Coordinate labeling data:
• • •
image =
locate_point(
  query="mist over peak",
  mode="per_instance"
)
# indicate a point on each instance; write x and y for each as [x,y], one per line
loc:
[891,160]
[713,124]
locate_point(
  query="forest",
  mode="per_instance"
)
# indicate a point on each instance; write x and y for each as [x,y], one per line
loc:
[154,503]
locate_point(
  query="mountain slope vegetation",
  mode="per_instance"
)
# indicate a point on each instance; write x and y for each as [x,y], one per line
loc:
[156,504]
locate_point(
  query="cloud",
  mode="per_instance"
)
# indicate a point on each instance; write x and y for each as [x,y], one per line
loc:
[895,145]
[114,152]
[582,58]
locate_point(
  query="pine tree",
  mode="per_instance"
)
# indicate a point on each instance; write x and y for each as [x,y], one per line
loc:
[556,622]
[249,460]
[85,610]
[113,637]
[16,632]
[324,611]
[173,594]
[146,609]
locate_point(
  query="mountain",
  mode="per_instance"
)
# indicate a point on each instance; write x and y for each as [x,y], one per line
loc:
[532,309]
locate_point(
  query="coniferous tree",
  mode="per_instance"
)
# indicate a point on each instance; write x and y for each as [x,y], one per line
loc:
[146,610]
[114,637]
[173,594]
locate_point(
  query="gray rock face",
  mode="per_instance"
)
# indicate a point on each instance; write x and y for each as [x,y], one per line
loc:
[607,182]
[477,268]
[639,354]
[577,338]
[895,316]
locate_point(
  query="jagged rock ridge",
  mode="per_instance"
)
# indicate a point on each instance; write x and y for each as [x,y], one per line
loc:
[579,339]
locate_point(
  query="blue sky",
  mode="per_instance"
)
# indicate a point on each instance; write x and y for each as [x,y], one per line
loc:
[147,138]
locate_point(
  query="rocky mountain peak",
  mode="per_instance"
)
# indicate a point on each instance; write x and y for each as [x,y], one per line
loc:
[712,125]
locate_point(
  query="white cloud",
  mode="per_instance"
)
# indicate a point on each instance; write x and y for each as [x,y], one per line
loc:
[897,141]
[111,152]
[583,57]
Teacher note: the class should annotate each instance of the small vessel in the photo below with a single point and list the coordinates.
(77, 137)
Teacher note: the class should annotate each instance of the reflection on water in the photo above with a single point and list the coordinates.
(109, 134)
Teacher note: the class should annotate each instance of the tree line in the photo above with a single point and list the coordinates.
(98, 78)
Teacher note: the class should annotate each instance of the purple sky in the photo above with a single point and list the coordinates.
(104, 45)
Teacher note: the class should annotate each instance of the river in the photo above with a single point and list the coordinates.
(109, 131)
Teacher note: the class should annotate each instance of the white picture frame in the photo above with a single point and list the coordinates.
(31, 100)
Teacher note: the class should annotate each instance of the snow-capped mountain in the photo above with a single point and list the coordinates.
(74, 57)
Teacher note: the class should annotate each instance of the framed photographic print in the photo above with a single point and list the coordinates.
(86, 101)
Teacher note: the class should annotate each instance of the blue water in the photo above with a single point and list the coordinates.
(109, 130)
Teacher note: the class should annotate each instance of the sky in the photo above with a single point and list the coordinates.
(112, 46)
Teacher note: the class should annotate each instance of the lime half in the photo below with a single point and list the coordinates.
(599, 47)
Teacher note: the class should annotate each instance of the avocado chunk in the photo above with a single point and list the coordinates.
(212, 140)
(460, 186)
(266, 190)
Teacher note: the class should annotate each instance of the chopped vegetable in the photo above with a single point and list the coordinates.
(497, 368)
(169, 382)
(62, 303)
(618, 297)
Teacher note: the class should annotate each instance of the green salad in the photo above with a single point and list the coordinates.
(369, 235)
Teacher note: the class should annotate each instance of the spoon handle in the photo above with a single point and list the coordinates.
• • •
Reproduce every line of the listing from the line containing "of the avocado" through the end, inclusive. Add 134 to each number in the coordinates and leave every other line as it is.

Teacher note: the class should annotate each instance of the avocado chunk in the photo above with a single point and list the coordinates.
(346, 274)
(594, 320)
(400, 324)
Teacher note: the class should annotate each instance of the chopped vegetable in the photo above with a single point and list the coordinates.
(631, 502)
(303, 516)
(196, 437)
(752, 431)
Teacher note: the class should annotate each instance of the green salad in the photo above with a single point and list the coordinates.
(503, 369)
Teacher note: the class should annotate each instance of the spoon handle in the photo above with a single point and list the coordinates.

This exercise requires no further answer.